● Objective:
Print the material below line for line, leaving out the pictures.

● Supplied data:
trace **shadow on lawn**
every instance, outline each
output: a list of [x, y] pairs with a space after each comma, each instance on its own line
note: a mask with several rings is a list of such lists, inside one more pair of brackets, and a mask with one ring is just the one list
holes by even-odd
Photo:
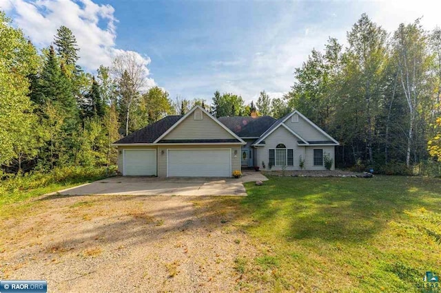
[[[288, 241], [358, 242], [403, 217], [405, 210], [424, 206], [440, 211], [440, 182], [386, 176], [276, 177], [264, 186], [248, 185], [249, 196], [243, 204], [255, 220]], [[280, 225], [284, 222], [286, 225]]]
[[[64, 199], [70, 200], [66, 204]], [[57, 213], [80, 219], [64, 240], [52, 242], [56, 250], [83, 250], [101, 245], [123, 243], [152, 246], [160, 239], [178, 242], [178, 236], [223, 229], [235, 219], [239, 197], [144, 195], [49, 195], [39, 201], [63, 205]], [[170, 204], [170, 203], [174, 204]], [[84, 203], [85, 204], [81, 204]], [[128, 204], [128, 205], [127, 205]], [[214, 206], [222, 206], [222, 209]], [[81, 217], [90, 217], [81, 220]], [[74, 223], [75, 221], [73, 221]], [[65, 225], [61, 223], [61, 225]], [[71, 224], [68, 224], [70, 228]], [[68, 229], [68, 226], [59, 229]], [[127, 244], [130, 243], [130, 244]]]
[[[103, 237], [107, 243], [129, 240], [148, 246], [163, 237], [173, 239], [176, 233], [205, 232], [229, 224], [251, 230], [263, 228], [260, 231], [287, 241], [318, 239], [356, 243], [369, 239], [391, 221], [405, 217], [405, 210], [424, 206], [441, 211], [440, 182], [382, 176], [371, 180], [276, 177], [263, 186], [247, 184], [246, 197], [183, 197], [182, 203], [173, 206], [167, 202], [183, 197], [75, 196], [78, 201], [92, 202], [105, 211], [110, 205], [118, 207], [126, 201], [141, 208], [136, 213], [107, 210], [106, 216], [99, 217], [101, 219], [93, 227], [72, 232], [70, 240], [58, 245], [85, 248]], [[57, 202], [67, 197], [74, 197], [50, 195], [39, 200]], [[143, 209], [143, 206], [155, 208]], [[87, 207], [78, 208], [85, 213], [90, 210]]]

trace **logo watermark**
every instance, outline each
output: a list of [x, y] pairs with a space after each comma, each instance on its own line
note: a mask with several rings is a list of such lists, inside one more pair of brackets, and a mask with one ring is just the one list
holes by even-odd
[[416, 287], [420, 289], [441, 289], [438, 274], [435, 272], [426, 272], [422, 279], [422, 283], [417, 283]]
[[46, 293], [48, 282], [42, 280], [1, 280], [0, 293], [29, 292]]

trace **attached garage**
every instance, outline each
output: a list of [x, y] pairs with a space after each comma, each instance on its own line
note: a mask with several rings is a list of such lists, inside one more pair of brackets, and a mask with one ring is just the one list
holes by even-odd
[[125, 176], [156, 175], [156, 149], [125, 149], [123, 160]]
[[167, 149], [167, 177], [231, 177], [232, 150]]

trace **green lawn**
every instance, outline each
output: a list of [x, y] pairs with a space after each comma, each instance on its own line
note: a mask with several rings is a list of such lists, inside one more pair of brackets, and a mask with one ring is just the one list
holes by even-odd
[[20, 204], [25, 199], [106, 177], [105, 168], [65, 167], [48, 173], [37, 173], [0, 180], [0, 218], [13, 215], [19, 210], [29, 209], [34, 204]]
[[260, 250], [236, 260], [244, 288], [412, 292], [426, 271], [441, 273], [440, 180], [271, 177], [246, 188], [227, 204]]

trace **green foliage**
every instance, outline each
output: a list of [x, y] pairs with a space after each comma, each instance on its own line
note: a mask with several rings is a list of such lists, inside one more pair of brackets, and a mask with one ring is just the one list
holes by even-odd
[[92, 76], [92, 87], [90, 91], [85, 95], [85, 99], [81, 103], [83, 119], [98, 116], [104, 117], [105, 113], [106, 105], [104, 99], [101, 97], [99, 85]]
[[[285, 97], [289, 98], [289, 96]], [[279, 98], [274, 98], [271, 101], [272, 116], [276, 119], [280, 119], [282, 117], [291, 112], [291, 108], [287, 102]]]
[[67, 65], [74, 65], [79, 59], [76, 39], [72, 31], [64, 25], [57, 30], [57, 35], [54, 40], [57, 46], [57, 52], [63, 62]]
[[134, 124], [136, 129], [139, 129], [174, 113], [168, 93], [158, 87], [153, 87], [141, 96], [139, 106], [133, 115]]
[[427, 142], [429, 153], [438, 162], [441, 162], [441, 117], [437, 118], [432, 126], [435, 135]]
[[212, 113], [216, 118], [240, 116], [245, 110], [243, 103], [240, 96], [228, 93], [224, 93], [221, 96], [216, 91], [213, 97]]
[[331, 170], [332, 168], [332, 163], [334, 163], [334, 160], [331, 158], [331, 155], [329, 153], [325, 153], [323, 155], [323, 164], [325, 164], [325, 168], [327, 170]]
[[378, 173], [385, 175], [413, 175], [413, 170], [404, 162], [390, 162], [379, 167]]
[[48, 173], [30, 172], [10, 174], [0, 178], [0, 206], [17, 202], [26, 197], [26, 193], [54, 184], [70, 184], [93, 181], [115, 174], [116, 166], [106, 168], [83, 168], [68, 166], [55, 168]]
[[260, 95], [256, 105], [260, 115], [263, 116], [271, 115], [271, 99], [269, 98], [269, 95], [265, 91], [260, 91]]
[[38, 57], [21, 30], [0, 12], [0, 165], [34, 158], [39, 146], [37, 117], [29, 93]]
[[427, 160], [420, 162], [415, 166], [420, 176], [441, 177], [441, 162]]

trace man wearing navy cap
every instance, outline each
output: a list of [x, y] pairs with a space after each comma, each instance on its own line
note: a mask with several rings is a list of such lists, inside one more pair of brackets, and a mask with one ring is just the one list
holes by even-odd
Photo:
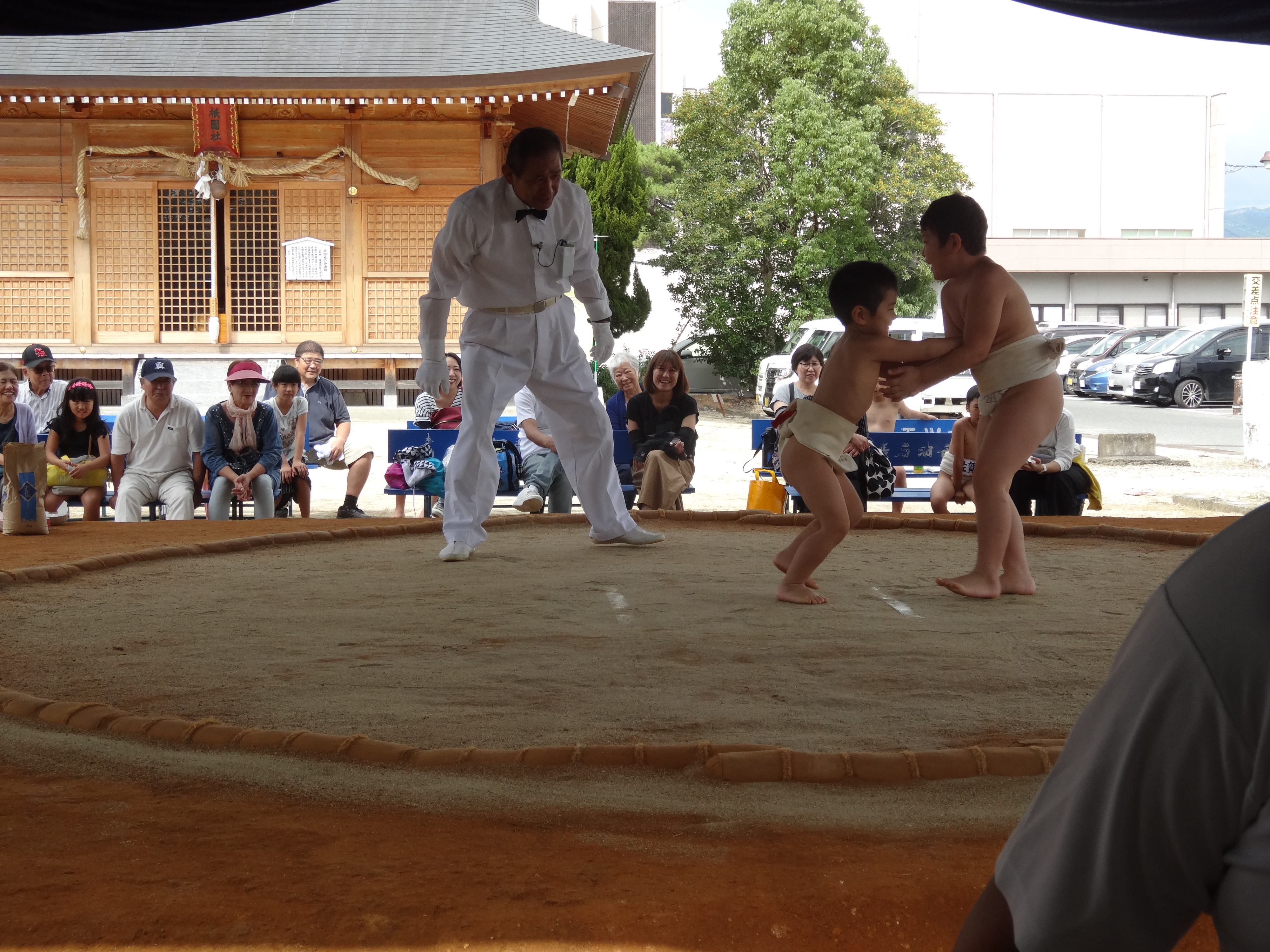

● Worked solution:
trace **shadow on lawn**
every instance, outline each
output: a list of [x, y] pairs with a space after each comma, each instance on its own line
note: a mask with several rings is a list of such lists, inside one more pair of brackets, and a mask with one ring is just the one list
holes by even-odd
Photo:
[[[288, 241], [358, 242], [403, 217], [405, 210], [424, 206], [440, 211], [440, 182], [386, 176], [276, 177], [264, 186], [248, 185], [249, 196], [243, 204], [255, 220]], [[280, 225], [284, 222], [286, 225]]]
[[[64, 199], [70, 200], [66, 204]], [[57, 213], [80, 219], [64, 240], [52, 242], [56, 250], [83, 250], [101, 245], [123, 243], [152, 246], [160, 239], [178, 242], [178, 236], [223, 229], [235, 219], [239, 197], [144, 195], [49, 195], [39, 201], [63, 205]], [[170, 204], [170, 203], [174, 204]], [[84, 203], [85, 204], [81, 204]], [[128, 204], [128, 205], [127, 205]], [[214, 206], [222, 206], [222, 209]], [[81, 217], [90, 217], [81, 220]], [[74, 223], [75, 221], [73, 221]], [[65, 225], [61, 223], [61, 225]], [[71, 224], [68, 224], [70, 228]], [[68, 229], [68, 226], [59, 229]], [[127, 244], [130, 243], [130, 244]]]
[[[103, 237], [107, 243], [129, 240], [148, 246], [163, 237], [173, 239], [176, 233], [205, 232], [229, 224], [251, 230], [263, 228], [260, 231], [287, 241], [318, 239], [356, 243], [369, 239], [391, 221], [405, 217], [405, 210], [424, 206], [441, 211], [440, 182], [382, 176], [371, 180], [276, 177], [263, 186], [247, 184], [246, 197], [183, 197], [182, 203], [173, 206], [167, 202], [183, 197], [75, 196], [78, 201], [92, 202], [105, 211], [110, 205], [118, 207], [126, 201], [141, 208], [136, 213], [107, 210], [106, 216], [99, 217], [101, 219], [93, 227], [72, 232], [70, 240], [58, 245], [85, 248]], [[57, 202], [67, 197], [74, 197], [50, 195], [39, 200]], [[143, 209], [143, 206], [155, 208]], [[87, 207], [78, 208], [85, 213], [90, 210]]]

trace **logo watermark**
every instance, outline each
output: a list of [x, y] pairs with a space after each comma, each instance on its own line
note: a mask with several rings is a list of such lists, inside one more pair of brackets, and a mask with one ring is just the one list
holes by even-odd
[[416, 287], [420, 289], [441, 289], [438, 274], [435, 272], [426, 272], [422, 279], [422, 283], [417, 283]]
[[46, 293], [48, 282], [42, 280], [1, 280], [0, 293], [29, 292]]

trace **attached garage**
every instance, outline each
output: a list of [x, y] pairs with a space after each comma, each instance on its own line
note: a mask with several rings is a list of such lists, inside one more pair of brackets, and a mask with one ring is just the one list
holes by even-odd
[[125, 176], [156, 175], [156, 149], [125, 149], [123, 160]]
[[167, 149], [167, 177], [231, 177], [232, 150]]

trace **green lawn**
every instance, outline each
output: a list of [x, y] pairs with a space after each comma, each instance on its own line
note: a mask with several rings is a list of such lists, inside one more pair of brackets, and a mask with one ring is just the one list
holes by even-odd
[[20, 204], [25, 199], [106, 177], [105, 168], [65, 167], [48, 173], [37, 173], [0, 180], [0, 218], [13, 215], [19, 210], [29, 209], [34, 204]]
[[260, 250], [236, 260], [244, 288], [412, 292], [426, 271], [441, 273], [440, 180], [271, 177], [246, 188], [227, 204]]

trace **green foliage**
every instance, outline each
output: a list of [x, y] pairs with a space after each comma, each instance on its own line
note: a mask with several rings is a list of such lists, inside one more pair of brackets, and a mask with one ring is just the one list
holes by even-odd
[[92, 76], [92, 87], [90, 91], [85, 95], [85, 99], [81, 103], [83, 119], [98, 116], [104, 117], [105, 113], [106, 105], [104, 99], [101, 97], [99, 85]]
[[[285, 97], [289, 98], [289, 96]], [[279, 98], [274, 98], [271, 101], [272, 116], [276, 119], [280, 119], [282, 117], [291, 112], [291, 108], [287, 102]]]
[[67, 65], [74, 65], [79, 59], [76, 39], [72, 31], [64, 25], [57, 30], [57, 35], [54, 40], [57, 46], [57, 52], [63, 62]]
[[134, 124], [136, 129], [139, 129], [174, 113], [168, 93], [158, 87], [153, 87], [141, 96], [139, 106], [133, 115]]
[[427, 142], [429, 153], [438, 162], [441, 162], [441, 117], [437, 118], [432, 126], [435, 135]]
[[212, 113], [216, 118], [240, 116], [245, 110], [243, 103], [240, 96], [228, 93], [224, 93], [221, 96], [216, 91], [213, 97]]
[[331, 170], [332, 168], [332, 163], [334, 163], [334, 160], [331, 158], [331, 155], [329, 153], [325, 153], [323, 155], [323, 164], [325, 164], [325, 168], [327, 170]]
[[378, 173], [385, 175], [413, 175], [413, 170], [404, 162], [390, 162], [379, 167]]
[[48, 173], [30, 172], [10, 174], [0, 178], [0, 206], [17, 202], [26, 197], [26, 193], [54, 184], [70, 184], [93, 181], [115, 174], [116, 166], [106, 168], [83, 168], [68, 166], [55, 168]]
[[260, 95], [256, 105], [260, 115], [263, 116], [271, 115], [271, 99], [269, 98], [269, 95], [265, 91], [260, 91]]
[[38, 57], [21, 30], [0, 12], [0, 165], [34, 158], [39, 146], [37, 117], [29, 93]]
[[427, 160], [420, 162], [415, 166], [420, 176], [441, 177], [441, 162]]

trace man wearing navy cap
every instance, outline each
output: a list of [x, y] pairs with a space after each comma, each instance on its own line
note: a mask with several rings is a list of such lists, inside one more pair of brackets, and a mask with one ring is just the one list
holes by even-odd
Photo:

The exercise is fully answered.